* **Exercise instructions**
Convert the data below into a Markdown table with the columns Row and Line, numbering each line in order and skipping any blank lines. Leave the pictures out of the answer.

* **Extracted records**
=-=-=-=-=
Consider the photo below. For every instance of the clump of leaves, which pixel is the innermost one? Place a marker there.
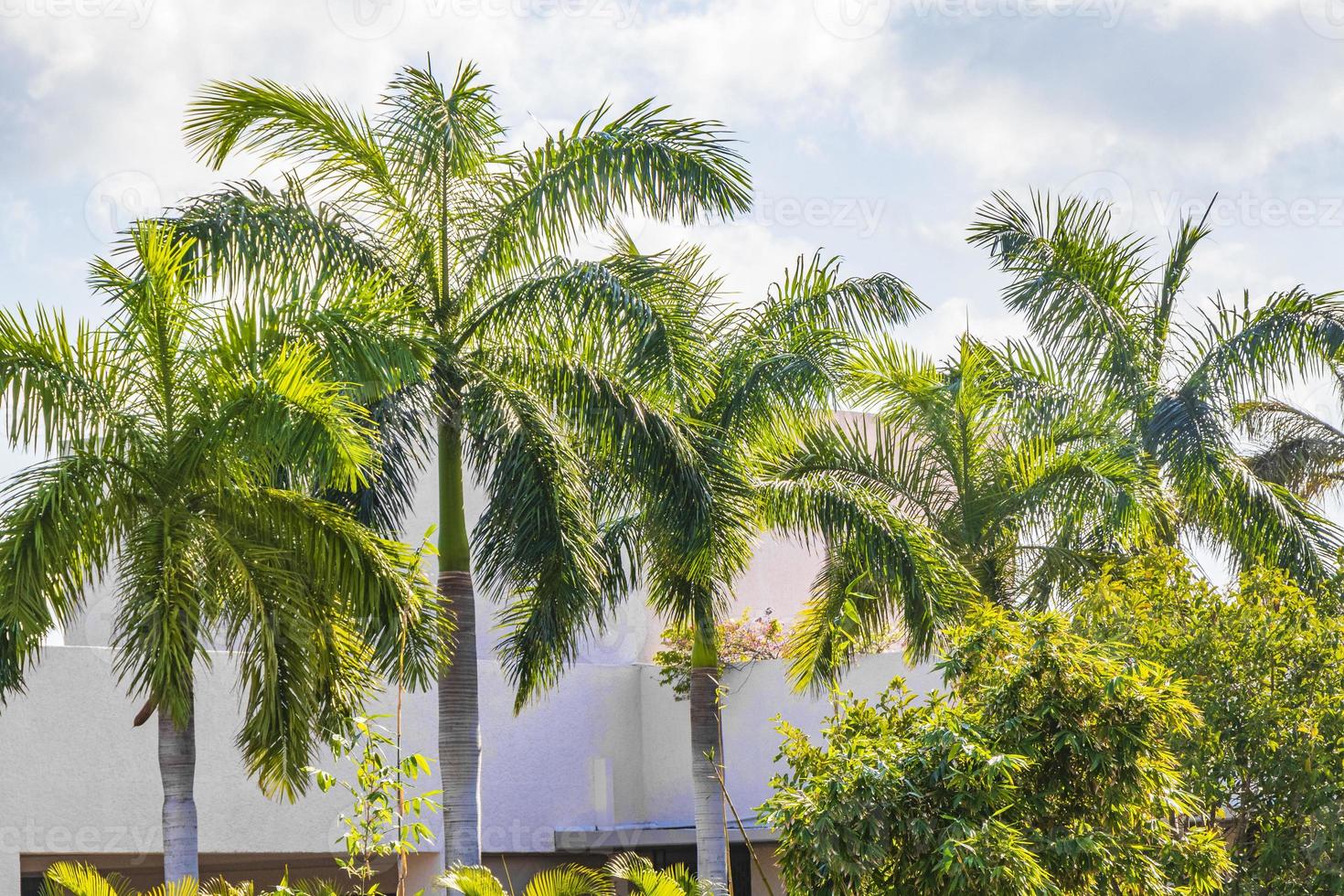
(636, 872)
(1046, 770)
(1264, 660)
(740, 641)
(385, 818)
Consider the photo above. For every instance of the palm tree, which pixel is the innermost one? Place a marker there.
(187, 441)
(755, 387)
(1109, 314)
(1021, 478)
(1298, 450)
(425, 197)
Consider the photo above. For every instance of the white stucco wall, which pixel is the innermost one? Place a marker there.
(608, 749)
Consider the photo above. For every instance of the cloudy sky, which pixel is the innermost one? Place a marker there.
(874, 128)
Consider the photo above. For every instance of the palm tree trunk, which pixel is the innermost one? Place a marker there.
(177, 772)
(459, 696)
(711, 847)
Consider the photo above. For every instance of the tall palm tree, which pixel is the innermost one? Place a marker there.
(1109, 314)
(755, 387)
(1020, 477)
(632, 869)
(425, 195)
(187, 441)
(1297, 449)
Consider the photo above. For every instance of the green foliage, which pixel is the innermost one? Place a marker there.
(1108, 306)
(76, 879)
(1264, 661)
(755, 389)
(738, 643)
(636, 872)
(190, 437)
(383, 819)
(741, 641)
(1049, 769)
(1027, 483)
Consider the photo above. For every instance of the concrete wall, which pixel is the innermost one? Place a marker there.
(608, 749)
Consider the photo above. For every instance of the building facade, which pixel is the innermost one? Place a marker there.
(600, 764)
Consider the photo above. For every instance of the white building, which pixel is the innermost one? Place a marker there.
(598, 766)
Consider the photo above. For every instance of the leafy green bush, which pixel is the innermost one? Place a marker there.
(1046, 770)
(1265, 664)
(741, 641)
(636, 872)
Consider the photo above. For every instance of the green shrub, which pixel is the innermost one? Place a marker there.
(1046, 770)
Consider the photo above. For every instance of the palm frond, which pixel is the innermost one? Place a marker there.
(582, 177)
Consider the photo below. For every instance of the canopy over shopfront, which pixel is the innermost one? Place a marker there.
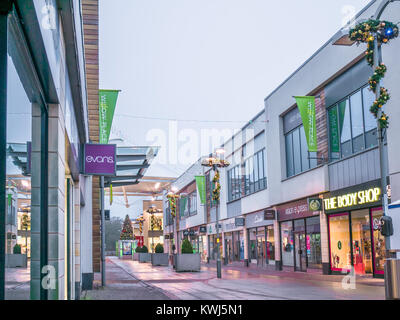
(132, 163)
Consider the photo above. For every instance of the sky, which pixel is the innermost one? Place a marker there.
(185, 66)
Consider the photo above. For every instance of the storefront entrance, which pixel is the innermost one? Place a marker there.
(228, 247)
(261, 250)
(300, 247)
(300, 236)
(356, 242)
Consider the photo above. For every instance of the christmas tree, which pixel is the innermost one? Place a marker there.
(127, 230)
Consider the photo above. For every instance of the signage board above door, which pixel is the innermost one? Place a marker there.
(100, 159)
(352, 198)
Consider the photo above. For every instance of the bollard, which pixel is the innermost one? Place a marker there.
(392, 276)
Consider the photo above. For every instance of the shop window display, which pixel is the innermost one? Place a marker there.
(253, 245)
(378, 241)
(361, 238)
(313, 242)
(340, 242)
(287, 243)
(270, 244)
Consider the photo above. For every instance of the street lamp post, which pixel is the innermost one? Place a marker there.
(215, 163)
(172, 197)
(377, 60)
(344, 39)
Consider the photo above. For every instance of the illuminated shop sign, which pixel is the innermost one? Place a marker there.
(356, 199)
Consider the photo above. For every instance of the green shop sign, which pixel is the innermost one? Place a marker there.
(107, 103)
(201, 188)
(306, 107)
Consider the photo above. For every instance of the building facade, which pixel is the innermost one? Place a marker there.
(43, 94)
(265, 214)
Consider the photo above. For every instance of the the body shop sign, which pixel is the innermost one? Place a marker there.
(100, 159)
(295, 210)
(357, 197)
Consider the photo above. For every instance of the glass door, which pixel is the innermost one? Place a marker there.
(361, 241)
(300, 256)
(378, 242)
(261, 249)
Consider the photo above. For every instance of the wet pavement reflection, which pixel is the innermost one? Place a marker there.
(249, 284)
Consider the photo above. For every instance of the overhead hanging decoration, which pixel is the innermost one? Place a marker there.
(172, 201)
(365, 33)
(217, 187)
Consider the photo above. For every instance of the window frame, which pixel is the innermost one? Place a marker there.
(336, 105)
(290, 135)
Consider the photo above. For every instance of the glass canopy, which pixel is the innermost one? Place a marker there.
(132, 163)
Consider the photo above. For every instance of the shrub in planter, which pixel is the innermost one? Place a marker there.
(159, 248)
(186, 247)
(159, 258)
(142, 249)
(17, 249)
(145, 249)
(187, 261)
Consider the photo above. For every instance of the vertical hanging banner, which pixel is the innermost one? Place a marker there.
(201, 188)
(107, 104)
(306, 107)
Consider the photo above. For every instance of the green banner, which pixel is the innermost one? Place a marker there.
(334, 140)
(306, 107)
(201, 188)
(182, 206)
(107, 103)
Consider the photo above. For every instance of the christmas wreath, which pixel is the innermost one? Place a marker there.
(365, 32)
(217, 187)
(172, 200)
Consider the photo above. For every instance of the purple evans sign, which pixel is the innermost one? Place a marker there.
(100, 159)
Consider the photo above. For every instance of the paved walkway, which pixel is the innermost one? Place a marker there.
=-=-=-=-=
* **Solution for this problem**
| Row | Line |
|---|---|
| 1 | Consider the photo below. For every instance of the clump of leaves, which pixel is the innermost one? Place a marker there. |
| 2 | (636, 872) |
| 3 | (1046, 770) |
| 4 | (1264, 660) |
| 5 | (740, 641) |
| 6 | (385, 818) |
| 7 | Consider the photo above. For every instance of the palm tree, which pixel is the innermost one? Place a marker there. |
| 8 | (187, 441) |
| 9 | (755, 387) |
| 10 | (1109, 314) |
| 11 | (1021, 478) |
| 12 | (1298, 450) |
| 13 | (425, 197) |
| 14 | Consider the photo above. For every instance of the white stucco wall, which pixel is the innermost one? Place a marker there. |
| 15 | (608, 749) |
| 16 | Consider the photo above. For every instance of the cloudy sky, which pixel is the innermost one? Place a marker there. |
| 17 | (874, 128) |
| 18 | Consider the photo above. For every instance of the palm tree trunk, which pixel is the innermost one? Place a marker there. |
| 19 | (177, 772) |
| 20 | (459, 696) |
| 21 | (711, 847) |
| 22 | Consider the photo above. For every instance of the tall palm tree, which pixel is the innermost one? Place a marker there. |
| 23 | (1109, 314) |
| 24 | (755, 387) |
| 25 | (1020, 477) |
| 26 | (632, 869) |
| 27 | (425, 195) |
| 28 | (187, 441) |
| 29 | (1297, 449) |
| 30 | Consider the photo above. For every instance of the green foliage, which pixel is the innermost one? Place a marker there. |
| 31 | (1108, 306) |
| 32 | (76, 879) |
| 33 | (1264, 661) |
| 34 | (755, 389) |
| 35 | (738, 643) |
| 36 | (636, 872) |
| 37 | (190, 437) |
| 38 | (383, 819) |
| 39 | (741, 641) |
| 40 | (1049, 769) |
| 41 | (1027, 483) |
| 42 | Consider the photo above. For every instance of the concrete wall, which pixel is the innermost one? Place a marker there. |
| 43 | (608, 749) |
| 44 | Consider the photo above. For every instance of the building facade, which pixel is the innermost one? Place a marker there. |
| 45 | (600, 764) |
| 46 | Consider the photo above. For every instance of the white building, which pixel is the innermost one? Place a marker there. |
| 47 | (598, 766) |
| 48 | Consider the photo above. For every instance of the leafy green bush, which pixel is the innermost one? Place a marker there. |
| 49 | (1046, 770) |
| 50 | (1265, 664) |
| 51 | (741, 641) |
| 52 | (636, 872) |
| 53 | Consider the photo above. For every instance of the green shrub, which pixel is the innermost one? Place a marker there. |
| 54 | (1046, 770) |
| 55 | Consider the photo above. For every instance of the palm frond, which pixel is the innermost one? Place a marker there. |
| 56 | (582, 177) |
| 57 | Consider the photo below. For every instance of the canopy over shopfront, which pixel is the innermost one? Place a marker there. |
| 58 | (132, 163) |
| 59 | Consider the photo above. For every instance of the sky, which pixel is the innermost one? Place a marker there. |
| 60 | (185, 66) |
| 61 | Consider the photo above. For every instance of the storefront entrance, which pixel is the innermost one? Place a marker there. |
| 62 | (228, 247) |
| 63 | (261, 250) |
| 64 | (300, 247) |
| 65 | (300, 236) |
| 66 | (356, 242) |
| 67 | Consider the photo above. For every instance of the christmas tree, which pixel is the innermost one? Place a marker there. |
| 68 | (127, 230) |
| 69 | Consider the photo above. For every instance of the signage board above door, which pixel is the innermost one? Place a marker there. |
| 70 | (100, 159) |
| 71 | (352, 198) |
| 72 | Consider the photo above. For every instance of the bollard, which pixel is the innermost one? Place a marker there. |
| 73 | (392, 276) |
| 74 | Consider the photo above. For every instance of the shop window display, which pixel is the innermost one? Place a marker there. |
| 75 | (253, 245) |
| 76 | (378, 241) |
| 77 | (361, 238) |
| 78 | (313, 242) |
| 79 | (340, 242) |
| 80 | (287, 243) |
| 81 | (270, 244) |
| 82 | Consider the photo above. For every instance of the street lamp post, which pixel is the innermost one? Place a marker there. |
| 83 | (215, 163) |
| 84 | (172, 197) |
| 85 | (377, 60) |
| 86 | (344, 39) |
| 87 | Consider the photo above. For every instance of the illuminated shop sign, which pixel is the innermost one? Place a marker there. |
| 88 | (356, 199) |
| 89 | Consider the photo above. For every instance of the green shop sign, which pixel is the innermost one? Place a marker there. |
| 90 | (107, 103) |
| 91 | (201, 188) |
| 92 | (306, 107) |
| 93 | Consider the photo above. For every instance of the building facade, which pixel is the innermost one? Place a marker there. |
| 94 | (43, 94) |
| 95 | (265, 214) |
| 96 | Consider the photo above. For every instance of the the body shop sign, which pixel is the innermost one? Place a marker there. |
| 97 | (100, 159) |
| 98 | (295, 210) |
| 99 | (357, 197) |
| 100 | Consider the photo above. For every instance of the glass door, which pixel is the innermost one? Place a marker there. |
| 101 | (361, 241) |
| 102 | (300, 256) |
| 103 | (378, 242) |
| 104 | (261, 249) |
| 105 | Consider the photo above. For every instance of the wet pavement reflection, which pixel is the innermost one? Place a marker there. |
| 106 | (249, 284) |
| 107 | Consider the photo above. For every instance of the overhead hanging decoration, which pixel is the innermost one? Place a marker there. |
| 108 | (172, 201) |
| 109 | (365, 33) |
| 110 | (217, 187) |
| 111 | Consider the photo above. For every instance of the window frame, which pixel is the innermost one? Place a marker there. |
| 112 | (336, 105) |
| 113 | (290, 135) |
| 114 | Consider the photo above. For every instance of the glass canopy, which pixel is the innermost one? Place a marker there. |
| 115 | (132, 163) |
| 116 | Consider the photo above. For every instance of the shrub in planter, which pixel is the innermost one? Place a marker there. |
| 117 | (159, 248) |
| 118 | (186, 247) |
| 119 | (159, 258) |
| 120 | (142, 249) |
| 121 | (17, 249) |
| 122 | (145, 249) |
| 123 | (187, 261) |
| 124 | Consider the photo above. For every instance of the vertical hanging banner, which pixel is the innermost one? Place a marker there. |
| 125 | (201, 188) |
| 126 | (107, 104) |
| 127 | (306, 107) |
| 128 | Consider the photo above. For every instance of the green banner, which pixel is the innermost one? Place a marker there. |
| 129 | (334, 140) |
| 130 | (306, 107) |
| 131 | (201, 188) |
| 132 | (182, 206) |
| 133 | (107, 103) |
| 134 | Consider the photo above. For every instance of the christmas wreath, which pixel is the innermost one? Place a marker there. |
| 135 | (365, 32) |
| 136 | (217, 187) |
| 137 | (172, 200) |
| 138 | Consider the photo above. For every instance of the purple evans sign, which pixel is the innermost one? Place a marker there. |
| 139 | (100, 159) |
| 140 | Consider the photo above. For every instance of the paved walkway, which pixel is the innermost one? Place a marker there. |